■ Task goal ■
Copied exactly and without pictures, the lines from the beginning of the entries through the one that holds "negative clicks: (415, 295) (289, 130)" should form the entire reply.

■ Working data ■
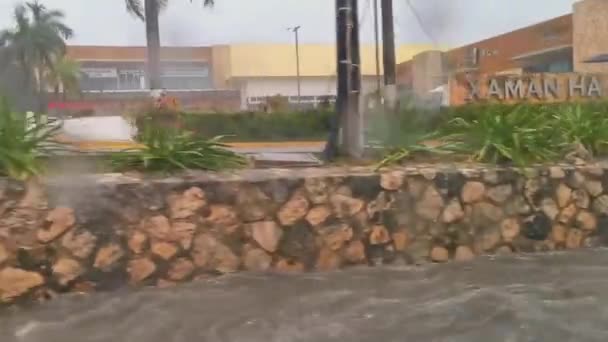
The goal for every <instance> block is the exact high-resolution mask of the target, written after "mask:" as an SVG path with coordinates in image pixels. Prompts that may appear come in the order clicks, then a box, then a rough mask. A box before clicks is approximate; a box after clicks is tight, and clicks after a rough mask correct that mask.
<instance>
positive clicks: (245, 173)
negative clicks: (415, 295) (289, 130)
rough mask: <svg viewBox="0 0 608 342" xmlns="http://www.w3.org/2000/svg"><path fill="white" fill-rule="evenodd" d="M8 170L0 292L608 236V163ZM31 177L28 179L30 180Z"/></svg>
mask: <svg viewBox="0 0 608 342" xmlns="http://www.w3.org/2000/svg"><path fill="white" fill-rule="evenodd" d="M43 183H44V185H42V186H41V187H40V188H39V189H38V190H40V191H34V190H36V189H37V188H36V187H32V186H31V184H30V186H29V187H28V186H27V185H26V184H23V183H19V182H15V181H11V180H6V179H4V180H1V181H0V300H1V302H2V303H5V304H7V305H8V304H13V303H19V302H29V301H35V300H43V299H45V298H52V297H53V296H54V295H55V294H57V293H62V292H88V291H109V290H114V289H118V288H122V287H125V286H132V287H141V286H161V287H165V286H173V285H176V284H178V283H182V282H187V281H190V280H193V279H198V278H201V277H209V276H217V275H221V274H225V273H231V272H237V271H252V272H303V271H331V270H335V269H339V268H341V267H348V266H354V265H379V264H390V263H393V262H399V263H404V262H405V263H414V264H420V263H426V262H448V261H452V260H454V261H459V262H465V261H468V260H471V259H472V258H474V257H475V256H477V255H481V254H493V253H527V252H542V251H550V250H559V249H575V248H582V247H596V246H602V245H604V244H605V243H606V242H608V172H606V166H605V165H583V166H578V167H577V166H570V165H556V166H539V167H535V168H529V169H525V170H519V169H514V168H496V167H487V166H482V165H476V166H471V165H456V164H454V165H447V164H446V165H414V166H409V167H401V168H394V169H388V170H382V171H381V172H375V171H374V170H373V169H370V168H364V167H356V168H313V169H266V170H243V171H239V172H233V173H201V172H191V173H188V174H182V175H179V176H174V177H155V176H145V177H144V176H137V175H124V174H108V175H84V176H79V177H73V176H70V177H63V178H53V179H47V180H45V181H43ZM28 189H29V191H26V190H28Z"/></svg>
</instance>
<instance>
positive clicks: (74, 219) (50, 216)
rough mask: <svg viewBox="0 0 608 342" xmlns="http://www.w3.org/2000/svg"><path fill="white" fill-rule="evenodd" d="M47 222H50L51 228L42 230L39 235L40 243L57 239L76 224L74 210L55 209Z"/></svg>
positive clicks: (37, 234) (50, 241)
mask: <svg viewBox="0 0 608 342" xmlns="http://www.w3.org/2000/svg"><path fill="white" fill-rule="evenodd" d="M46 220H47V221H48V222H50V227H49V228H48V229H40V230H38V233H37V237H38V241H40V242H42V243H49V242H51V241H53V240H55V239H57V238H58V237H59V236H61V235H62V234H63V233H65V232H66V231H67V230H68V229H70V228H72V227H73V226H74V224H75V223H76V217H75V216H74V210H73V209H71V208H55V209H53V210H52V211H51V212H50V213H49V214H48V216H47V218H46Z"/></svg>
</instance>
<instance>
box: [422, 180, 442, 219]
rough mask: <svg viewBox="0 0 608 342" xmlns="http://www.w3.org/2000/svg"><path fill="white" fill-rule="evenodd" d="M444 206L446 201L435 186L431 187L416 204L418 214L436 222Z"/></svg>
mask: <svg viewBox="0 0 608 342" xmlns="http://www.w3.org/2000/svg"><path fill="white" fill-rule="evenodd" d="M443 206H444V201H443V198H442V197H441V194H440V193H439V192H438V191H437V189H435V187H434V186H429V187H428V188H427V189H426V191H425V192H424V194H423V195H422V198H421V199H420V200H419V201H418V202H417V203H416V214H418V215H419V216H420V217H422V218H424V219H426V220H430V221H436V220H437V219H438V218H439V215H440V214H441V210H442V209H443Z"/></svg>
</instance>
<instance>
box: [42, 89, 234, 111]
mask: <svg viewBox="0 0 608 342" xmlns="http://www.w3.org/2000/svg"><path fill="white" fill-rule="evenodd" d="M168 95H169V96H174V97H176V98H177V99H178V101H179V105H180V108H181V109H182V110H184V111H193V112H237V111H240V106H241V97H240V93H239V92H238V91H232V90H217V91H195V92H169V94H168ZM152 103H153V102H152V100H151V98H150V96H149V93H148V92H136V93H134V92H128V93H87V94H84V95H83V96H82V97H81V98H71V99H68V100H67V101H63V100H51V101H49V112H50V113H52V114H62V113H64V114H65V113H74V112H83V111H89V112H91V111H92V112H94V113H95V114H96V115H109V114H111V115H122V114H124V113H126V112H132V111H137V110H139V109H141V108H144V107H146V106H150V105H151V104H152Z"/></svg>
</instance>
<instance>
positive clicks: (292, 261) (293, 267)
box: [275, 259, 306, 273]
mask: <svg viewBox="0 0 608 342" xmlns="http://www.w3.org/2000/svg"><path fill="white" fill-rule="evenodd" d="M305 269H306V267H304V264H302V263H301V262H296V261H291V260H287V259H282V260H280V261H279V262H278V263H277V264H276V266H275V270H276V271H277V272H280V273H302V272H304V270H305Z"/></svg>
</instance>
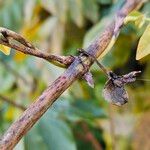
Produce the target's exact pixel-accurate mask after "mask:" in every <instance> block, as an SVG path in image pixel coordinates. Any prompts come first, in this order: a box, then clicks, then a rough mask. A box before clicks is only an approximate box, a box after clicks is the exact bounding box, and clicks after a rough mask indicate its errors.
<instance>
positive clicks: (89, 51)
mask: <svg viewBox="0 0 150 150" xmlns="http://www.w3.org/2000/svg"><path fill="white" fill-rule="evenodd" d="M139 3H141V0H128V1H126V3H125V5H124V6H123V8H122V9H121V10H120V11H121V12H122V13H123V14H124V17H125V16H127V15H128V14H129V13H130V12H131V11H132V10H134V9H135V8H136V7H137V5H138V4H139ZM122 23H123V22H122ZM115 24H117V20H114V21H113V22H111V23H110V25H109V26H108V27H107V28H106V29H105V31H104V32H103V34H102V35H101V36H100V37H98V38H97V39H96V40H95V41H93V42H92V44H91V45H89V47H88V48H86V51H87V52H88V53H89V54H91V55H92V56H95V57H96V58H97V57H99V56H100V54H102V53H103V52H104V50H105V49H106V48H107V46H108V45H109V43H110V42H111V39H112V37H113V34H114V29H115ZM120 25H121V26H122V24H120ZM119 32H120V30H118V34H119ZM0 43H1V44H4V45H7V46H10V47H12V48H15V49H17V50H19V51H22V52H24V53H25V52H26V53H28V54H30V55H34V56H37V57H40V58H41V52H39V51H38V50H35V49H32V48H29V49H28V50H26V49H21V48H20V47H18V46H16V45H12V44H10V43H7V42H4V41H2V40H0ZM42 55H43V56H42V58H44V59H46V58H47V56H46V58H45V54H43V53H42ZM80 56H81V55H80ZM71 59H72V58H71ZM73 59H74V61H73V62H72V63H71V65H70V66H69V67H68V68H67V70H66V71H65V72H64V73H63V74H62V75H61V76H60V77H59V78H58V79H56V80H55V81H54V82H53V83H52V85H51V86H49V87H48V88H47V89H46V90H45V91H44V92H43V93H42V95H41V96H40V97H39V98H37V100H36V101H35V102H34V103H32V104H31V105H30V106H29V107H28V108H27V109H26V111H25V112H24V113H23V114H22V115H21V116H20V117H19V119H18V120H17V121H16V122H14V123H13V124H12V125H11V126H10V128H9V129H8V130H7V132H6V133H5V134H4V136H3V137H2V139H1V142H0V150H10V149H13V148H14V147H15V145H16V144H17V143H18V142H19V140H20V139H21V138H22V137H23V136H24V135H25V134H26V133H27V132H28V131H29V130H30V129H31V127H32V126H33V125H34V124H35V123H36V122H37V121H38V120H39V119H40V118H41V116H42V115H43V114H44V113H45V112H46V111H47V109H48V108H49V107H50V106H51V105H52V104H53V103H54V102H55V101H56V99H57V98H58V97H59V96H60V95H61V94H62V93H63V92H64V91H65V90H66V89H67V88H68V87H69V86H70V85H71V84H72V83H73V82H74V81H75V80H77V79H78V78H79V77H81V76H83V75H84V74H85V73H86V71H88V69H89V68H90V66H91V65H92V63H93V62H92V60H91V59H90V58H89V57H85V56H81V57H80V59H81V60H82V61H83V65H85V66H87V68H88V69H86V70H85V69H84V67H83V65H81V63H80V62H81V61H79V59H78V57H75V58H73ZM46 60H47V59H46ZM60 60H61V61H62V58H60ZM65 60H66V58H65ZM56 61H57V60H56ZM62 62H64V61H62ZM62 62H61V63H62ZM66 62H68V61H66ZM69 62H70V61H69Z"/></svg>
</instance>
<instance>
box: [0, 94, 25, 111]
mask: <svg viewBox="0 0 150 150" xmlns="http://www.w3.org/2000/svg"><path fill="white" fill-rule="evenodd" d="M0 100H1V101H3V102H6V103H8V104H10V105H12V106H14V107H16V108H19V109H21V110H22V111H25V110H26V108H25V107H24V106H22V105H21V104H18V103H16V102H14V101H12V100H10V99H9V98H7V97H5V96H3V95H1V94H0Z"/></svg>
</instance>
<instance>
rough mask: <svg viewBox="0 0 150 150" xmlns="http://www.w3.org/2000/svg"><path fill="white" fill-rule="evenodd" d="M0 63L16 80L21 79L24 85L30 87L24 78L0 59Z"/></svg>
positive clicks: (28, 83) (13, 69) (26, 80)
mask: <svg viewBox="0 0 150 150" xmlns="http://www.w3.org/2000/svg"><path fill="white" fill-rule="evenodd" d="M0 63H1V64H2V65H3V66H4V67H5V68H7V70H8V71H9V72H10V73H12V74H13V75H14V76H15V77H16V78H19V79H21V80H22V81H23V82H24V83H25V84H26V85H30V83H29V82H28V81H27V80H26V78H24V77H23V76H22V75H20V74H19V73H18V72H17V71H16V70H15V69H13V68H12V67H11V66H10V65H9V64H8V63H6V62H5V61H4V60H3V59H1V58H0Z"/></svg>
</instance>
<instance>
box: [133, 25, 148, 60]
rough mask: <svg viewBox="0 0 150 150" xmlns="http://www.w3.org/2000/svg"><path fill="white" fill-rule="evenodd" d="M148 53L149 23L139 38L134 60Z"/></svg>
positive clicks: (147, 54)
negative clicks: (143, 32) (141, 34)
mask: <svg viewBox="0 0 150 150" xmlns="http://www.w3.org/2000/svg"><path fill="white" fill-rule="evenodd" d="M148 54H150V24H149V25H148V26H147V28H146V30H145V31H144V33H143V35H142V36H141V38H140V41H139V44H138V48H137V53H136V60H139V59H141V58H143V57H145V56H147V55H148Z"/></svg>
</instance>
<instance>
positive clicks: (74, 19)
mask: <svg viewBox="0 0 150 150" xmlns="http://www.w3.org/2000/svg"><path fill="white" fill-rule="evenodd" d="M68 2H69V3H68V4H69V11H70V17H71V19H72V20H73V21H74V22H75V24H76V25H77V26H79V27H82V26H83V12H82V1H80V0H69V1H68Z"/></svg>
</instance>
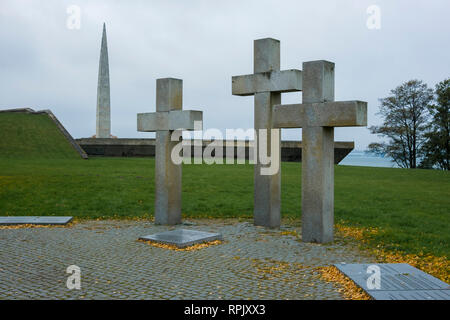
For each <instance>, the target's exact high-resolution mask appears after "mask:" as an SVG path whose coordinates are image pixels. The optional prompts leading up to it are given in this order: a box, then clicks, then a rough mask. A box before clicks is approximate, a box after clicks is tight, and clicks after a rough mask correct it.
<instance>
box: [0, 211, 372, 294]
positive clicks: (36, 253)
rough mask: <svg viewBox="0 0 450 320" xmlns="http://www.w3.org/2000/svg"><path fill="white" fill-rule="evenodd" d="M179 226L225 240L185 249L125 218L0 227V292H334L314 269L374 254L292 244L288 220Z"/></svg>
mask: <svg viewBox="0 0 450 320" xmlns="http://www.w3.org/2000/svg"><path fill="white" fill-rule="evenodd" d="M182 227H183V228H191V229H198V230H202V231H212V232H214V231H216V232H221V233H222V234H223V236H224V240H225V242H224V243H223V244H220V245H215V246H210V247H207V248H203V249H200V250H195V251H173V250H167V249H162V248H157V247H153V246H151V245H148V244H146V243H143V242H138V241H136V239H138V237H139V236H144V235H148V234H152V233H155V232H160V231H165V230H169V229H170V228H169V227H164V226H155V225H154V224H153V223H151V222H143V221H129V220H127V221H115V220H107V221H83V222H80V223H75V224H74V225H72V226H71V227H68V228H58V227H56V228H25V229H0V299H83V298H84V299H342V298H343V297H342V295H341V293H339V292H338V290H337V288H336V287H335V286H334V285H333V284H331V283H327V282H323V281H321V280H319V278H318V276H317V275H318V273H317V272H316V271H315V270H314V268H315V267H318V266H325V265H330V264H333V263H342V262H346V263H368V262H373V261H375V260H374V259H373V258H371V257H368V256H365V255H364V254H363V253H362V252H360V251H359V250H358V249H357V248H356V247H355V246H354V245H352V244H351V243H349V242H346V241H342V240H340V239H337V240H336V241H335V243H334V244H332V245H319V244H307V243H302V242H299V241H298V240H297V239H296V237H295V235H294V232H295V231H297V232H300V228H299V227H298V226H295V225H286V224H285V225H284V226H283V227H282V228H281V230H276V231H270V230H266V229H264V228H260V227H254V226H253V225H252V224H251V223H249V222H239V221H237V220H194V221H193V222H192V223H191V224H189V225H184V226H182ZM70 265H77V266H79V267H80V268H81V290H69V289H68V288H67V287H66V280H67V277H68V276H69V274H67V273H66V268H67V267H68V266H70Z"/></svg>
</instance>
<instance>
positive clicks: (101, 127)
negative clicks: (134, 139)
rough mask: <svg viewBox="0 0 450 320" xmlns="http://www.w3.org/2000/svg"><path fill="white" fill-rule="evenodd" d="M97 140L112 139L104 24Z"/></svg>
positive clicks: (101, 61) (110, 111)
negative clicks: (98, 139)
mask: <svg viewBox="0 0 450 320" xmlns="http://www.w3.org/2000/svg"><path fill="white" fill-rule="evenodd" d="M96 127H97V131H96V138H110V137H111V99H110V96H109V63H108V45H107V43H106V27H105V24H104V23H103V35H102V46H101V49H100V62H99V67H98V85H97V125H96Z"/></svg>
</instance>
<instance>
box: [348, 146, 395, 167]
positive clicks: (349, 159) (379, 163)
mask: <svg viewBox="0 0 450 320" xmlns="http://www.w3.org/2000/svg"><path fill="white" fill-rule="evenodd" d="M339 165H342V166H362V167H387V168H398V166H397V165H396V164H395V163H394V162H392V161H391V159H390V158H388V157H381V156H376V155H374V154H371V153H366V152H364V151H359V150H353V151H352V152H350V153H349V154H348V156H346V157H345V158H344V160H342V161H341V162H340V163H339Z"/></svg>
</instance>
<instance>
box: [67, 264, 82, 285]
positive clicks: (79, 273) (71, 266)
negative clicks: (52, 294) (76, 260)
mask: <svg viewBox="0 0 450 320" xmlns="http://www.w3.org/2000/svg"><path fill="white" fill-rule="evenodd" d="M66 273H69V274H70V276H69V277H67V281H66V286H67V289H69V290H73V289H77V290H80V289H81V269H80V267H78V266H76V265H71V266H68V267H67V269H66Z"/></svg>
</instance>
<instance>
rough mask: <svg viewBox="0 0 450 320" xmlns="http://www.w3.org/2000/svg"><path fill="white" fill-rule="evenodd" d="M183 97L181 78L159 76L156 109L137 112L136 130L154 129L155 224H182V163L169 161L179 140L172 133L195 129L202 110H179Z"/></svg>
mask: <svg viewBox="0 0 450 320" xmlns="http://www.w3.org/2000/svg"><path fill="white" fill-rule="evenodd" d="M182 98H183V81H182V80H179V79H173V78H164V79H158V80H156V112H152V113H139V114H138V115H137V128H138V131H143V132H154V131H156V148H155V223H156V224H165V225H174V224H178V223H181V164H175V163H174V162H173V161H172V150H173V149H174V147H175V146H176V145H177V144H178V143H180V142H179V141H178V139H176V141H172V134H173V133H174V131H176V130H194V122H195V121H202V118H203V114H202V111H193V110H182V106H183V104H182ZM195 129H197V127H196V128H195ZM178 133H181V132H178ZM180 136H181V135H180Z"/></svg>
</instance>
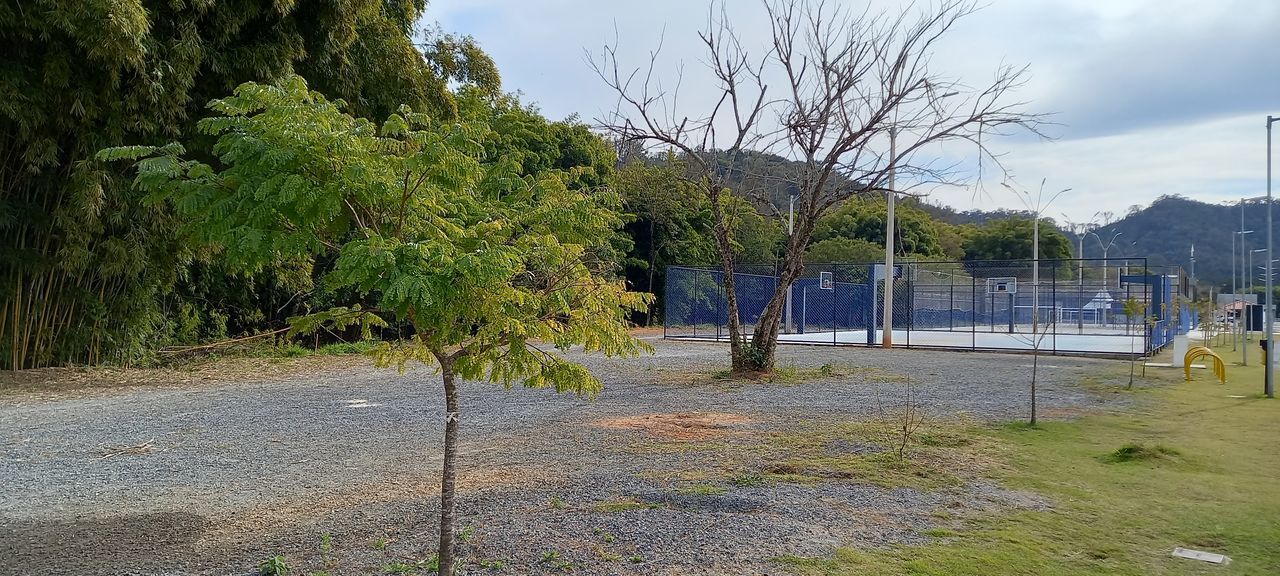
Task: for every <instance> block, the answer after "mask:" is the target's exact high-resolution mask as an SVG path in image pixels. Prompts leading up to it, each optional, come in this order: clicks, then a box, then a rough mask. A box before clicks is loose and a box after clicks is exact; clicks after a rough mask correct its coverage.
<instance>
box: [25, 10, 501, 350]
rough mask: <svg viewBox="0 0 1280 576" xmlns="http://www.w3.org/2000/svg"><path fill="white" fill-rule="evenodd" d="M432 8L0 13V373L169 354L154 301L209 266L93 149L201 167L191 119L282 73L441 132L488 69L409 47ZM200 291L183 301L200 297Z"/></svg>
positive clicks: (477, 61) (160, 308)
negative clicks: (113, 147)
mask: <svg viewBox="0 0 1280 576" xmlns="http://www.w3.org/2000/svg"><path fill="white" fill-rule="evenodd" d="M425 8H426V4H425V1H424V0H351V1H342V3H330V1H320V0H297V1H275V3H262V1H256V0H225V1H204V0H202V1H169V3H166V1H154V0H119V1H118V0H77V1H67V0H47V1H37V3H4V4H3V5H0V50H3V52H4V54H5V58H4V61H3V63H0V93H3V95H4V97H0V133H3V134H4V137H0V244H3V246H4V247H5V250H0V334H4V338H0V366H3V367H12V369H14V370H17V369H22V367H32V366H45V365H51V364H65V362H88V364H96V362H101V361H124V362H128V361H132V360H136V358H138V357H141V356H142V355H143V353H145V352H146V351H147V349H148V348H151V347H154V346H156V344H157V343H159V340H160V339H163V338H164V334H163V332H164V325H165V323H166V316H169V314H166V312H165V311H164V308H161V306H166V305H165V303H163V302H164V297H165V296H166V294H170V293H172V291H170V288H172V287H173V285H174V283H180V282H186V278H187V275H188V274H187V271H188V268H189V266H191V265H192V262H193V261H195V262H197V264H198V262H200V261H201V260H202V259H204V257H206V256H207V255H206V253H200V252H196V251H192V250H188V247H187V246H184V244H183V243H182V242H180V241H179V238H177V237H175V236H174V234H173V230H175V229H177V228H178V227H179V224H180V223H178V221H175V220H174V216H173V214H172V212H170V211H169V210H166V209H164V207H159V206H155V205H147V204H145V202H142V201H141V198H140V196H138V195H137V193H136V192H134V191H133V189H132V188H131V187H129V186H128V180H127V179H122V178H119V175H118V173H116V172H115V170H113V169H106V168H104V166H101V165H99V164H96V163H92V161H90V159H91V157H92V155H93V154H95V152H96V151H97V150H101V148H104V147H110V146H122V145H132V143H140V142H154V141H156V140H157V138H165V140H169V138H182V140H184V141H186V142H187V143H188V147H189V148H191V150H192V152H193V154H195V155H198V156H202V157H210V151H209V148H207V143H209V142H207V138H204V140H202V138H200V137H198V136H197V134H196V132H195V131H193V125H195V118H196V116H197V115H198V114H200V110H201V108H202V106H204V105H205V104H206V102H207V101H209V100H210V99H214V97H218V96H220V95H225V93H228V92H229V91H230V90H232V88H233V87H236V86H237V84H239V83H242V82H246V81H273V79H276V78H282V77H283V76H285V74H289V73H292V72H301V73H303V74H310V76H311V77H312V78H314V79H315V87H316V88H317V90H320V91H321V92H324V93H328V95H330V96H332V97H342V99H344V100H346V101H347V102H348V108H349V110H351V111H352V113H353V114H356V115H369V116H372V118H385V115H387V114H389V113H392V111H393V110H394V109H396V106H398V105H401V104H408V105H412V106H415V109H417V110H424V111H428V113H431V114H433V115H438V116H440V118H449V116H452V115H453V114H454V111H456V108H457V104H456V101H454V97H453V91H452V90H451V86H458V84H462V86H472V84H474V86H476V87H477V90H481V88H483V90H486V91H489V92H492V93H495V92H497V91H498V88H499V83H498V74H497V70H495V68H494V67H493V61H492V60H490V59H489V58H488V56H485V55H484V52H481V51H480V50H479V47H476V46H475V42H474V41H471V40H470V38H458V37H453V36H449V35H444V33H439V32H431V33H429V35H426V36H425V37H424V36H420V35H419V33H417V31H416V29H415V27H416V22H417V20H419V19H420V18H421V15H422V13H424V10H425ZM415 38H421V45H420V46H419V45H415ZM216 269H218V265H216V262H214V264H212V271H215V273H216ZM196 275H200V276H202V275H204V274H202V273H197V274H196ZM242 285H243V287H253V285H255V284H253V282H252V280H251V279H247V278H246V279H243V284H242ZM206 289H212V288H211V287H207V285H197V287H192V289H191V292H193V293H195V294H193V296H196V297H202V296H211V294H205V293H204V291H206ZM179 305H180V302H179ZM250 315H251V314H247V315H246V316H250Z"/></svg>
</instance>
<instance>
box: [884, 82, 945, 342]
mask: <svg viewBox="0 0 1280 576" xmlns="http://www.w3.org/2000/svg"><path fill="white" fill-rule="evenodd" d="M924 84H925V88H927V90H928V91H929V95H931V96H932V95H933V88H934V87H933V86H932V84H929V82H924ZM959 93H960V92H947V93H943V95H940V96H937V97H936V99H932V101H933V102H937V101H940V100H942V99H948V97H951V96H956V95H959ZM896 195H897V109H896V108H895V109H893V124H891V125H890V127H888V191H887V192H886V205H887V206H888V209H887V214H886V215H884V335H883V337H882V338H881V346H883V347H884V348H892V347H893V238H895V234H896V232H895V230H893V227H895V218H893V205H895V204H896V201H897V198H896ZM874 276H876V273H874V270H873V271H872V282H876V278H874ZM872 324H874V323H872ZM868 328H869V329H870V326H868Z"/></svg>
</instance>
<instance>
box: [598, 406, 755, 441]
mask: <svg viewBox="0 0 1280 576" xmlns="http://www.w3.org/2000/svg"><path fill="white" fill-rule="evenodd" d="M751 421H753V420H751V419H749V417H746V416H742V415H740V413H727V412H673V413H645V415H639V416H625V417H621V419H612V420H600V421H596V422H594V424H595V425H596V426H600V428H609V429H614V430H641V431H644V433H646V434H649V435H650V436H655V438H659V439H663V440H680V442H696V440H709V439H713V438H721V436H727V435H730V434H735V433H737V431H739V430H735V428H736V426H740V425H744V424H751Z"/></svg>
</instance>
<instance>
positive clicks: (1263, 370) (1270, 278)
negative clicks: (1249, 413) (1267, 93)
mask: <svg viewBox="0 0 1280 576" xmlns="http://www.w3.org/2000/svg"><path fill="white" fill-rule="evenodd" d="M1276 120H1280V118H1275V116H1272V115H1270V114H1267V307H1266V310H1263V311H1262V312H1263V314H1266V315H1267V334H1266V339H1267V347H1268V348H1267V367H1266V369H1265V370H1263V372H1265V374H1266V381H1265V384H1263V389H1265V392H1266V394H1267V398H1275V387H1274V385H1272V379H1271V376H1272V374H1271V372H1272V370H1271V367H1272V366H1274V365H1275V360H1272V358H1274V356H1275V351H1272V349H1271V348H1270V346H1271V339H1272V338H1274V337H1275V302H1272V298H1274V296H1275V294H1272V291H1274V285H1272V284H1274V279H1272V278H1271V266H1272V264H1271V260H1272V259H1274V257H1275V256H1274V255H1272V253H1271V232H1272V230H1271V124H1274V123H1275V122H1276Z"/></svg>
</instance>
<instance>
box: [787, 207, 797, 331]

■ Written solution ■
The goal for every <instance> block is the exact high-resolution mask of the target, written after "mask:" as an SVG path with coordinates in image pixels. Prompts that may appear come in the order clicks, then a box, then a rough mask. A box before clicks is approximate; a box after clicks is tight, and clicks after a rough mask correct that mask.
<instance>
positive clicks: (245, 173)
negative clicks: (415, 295) (289, 130)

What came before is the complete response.